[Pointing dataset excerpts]
* begin *

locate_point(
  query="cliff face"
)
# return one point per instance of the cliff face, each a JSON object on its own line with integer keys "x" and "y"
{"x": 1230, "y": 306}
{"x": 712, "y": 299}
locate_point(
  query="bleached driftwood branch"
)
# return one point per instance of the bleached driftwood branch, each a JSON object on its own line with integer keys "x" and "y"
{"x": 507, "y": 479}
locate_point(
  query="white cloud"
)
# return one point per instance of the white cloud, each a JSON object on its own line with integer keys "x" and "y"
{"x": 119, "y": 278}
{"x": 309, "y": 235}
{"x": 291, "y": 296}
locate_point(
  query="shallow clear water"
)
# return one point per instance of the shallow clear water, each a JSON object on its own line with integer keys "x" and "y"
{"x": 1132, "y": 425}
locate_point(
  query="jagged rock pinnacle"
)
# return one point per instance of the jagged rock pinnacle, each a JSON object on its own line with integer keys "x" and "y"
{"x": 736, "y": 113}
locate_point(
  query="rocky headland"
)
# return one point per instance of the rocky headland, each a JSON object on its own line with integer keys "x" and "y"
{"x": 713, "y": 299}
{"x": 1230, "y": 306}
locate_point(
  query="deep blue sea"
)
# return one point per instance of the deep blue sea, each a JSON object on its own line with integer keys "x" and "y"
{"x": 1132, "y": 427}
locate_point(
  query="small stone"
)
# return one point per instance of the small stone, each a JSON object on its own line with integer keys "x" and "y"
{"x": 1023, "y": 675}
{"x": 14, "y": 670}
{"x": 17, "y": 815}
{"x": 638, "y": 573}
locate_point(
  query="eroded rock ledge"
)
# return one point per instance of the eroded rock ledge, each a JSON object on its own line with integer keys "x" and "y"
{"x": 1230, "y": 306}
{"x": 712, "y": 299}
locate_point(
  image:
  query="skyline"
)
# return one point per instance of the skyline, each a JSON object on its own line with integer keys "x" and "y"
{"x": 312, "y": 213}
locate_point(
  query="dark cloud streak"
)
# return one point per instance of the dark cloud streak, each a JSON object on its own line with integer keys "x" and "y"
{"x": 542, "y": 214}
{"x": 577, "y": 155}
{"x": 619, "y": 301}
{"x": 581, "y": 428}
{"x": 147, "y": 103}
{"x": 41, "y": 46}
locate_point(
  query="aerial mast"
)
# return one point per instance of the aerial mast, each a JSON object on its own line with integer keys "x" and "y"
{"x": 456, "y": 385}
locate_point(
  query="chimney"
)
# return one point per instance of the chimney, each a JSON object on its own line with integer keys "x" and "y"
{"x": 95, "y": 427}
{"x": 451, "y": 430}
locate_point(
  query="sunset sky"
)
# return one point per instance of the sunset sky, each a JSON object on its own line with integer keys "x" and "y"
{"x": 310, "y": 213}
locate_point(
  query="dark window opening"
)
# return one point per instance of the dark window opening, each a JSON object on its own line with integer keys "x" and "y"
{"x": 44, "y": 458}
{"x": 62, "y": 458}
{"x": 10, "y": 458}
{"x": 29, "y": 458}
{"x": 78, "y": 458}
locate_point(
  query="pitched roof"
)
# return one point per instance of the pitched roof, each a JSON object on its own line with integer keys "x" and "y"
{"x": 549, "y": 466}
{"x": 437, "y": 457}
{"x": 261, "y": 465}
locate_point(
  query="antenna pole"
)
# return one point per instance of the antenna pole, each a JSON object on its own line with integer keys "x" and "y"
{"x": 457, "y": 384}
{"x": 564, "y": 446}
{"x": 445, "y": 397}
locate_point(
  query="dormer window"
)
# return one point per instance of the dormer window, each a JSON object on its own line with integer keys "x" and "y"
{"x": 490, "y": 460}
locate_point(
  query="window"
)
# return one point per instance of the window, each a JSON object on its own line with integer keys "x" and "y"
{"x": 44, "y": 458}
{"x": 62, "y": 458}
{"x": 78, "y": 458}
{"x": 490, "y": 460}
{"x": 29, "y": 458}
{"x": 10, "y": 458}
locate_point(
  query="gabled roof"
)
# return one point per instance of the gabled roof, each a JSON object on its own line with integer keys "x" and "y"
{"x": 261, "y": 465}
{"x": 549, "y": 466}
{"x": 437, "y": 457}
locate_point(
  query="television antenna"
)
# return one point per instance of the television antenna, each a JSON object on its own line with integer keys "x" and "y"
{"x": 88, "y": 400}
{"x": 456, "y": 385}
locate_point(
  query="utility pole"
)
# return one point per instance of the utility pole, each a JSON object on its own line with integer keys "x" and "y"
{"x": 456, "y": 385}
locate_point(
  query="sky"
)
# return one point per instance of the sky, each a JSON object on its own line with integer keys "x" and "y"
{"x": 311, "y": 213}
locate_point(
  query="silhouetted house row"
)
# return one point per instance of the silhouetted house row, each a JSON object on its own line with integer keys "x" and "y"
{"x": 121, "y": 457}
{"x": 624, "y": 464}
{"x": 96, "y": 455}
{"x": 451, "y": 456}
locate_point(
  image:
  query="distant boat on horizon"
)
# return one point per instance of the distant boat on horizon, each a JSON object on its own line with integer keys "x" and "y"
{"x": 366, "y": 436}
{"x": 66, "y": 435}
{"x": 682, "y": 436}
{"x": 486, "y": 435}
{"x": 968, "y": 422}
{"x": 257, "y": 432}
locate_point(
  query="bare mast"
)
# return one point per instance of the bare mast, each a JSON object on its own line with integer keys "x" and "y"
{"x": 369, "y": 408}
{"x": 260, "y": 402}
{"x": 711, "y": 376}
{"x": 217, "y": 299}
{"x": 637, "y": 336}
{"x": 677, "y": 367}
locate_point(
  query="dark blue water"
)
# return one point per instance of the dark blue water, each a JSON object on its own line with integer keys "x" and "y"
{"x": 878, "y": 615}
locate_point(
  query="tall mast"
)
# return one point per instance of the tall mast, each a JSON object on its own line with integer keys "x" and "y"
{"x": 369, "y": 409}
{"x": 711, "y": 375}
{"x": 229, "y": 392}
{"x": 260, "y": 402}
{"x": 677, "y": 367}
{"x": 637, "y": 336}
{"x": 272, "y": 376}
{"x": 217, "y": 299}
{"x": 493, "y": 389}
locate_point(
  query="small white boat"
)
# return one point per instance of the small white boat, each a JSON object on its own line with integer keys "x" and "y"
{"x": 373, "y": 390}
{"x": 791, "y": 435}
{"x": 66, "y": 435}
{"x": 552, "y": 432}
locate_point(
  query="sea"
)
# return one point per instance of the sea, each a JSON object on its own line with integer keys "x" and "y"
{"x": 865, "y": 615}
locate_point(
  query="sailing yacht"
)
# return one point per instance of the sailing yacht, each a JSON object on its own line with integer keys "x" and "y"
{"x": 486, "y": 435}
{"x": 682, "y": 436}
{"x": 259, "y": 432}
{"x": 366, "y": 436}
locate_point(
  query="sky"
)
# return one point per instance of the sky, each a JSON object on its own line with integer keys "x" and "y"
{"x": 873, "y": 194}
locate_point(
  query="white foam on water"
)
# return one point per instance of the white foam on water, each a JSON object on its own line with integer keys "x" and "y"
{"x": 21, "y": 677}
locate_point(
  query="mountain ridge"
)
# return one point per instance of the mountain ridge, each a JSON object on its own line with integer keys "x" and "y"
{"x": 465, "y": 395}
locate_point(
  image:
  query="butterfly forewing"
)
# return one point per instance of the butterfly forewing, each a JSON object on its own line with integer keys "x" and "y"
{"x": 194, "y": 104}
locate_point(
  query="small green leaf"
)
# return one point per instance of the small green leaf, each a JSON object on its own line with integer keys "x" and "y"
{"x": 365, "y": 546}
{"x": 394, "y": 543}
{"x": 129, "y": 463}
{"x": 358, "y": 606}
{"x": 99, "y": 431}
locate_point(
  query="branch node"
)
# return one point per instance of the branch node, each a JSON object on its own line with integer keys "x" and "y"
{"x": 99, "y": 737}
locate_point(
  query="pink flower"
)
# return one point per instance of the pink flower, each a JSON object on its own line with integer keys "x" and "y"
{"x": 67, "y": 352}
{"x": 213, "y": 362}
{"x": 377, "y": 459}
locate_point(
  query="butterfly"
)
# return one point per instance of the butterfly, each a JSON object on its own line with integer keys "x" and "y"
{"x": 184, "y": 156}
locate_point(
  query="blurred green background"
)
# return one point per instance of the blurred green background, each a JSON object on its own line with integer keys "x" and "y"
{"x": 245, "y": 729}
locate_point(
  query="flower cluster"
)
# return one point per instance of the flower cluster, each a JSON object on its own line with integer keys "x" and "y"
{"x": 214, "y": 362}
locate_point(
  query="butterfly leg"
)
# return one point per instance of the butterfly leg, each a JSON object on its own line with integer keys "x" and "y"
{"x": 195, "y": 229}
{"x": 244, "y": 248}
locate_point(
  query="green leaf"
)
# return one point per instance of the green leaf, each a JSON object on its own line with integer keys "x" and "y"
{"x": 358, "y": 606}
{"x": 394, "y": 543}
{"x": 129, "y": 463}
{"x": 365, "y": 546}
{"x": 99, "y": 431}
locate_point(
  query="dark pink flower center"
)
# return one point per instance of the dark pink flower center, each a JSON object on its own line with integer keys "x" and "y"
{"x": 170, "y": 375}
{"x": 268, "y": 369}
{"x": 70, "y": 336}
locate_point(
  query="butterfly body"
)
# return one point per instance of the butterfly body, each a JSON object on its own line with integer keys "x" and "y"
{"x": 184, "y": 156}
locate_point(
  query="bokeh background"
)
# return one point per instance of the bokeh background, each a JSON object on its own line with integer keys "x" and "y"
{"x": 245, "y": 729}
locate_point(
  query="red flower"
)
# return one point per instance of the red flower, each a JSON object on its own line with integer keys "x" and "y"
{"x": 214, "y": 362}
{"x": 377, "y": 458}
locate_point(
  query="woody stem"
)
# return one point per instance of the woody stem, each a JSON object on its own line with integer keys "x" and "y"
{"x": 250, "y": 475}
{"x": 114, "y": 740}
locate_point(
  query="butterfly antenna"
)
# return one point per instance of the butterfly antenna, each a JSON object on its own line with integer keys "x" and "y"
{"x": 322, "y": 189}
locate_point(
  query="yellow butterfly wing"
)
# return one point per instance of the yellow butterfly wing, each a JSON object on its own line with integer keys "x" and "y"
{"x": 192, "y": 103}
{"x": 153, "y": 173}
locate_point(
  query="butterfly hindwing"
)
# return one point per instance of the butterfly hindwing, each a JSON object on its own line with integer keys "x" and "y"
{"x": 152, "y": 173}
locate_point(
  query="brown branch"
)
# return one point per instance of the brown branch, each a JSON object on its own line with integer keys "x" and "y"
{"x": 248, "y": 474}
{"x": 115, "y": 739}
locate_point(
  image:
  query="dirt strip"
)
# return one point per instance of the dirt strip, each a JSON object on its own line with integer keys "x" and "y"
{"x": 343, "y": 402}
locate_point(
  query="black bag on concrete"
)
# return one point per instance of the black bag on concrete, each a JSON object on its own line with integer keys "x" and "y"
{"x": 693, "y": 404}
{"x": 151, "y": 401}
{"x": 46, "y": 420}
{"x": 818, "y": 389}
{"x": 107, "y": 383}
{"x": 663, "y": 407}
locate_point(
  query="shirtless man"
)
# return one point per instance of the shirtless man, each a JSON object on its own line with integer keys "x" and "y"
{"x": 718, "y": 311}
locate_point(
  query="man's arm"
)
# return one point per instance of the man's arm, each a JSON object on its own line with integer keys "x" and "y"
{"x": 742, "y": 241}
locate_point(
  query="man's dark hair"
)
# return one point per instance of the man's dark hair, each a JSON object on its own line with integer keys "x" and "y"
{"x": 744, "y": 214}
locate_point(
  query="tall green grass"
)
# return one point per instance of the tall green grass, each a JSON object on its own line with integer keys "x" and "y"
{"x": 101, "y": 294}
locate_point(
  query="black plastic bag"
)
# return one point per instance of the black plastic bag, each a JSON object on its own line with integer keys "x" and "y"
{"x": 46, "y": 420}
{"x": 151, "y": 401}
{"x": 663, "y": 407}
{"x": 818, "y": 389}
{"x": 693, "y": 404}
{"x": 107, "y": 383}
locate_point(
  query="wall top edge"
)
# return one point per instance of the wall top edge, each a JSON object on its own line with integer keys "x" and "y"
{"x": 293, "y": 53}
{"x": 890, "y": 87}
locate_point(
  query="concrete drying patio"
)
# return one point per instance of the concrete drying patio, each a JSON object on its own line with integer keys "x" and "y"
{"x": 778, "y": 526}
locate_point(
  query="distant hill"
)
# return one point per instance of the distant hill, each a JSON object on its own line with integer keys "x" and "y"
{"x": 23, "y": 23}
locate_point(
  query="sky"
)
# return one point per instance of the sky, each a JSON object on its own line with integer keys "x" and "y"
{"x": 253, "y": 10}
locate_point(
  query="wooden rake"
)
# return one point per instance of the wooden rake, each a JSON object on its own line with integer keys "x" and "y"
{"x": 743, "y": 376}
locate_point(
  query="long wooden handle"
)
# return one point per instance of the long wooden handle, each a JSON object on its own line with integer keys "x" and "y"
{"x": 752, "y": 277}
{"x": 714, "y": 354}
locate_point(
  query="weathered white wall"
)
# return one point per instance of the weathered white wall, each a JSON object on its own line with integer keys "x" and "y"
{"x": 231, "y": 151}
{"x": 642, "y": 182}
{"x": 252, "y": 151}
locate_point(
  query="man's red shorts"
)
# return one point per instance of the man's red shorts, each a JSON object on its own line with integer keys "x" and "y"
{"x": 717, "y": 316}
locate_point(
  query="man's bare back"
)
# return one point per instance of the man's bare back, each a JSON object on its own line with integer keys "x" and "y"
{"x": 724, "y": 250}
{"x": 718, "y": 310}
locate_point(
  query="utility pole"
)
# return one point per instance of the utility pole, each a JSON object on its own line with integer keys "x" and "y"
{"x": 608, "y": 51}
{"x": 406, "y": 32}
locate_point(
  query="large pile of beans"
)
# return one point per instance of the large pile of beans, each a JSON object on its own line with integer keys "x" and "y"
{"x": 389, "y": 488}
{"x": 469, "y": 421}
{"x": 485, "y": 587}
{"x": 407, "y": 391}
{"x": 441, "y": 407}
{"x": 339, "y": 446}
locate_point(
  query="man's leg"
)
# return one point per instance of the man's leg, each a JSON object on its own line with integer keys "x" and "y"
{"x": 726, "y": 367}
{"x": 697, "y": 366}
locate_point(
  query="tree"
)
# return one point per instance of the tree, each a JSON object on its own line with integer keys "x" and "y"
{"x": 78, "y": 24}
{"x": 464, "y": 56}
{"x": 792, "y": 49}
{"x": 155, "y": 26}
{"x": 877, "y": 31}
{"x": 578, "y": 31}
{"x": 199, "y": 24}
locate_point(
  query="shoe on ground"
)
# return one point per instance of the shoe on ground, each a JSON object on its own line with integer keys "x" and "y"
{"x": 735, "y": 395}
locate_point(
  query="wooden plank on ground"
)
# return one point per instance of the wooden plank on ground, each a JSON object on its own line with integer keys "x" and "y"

* end *

> **STATED EXERCISE**:
Report every line of the listing above that contains the word "jagged", treating uppercase and lowercase letters as different.

> **FULL ANSWER**:
  query="jagged rock pinnacle"
# return one point per instance of the jagged rock pinnacle, each a JSON object on its own line with integer keys "x" and "y"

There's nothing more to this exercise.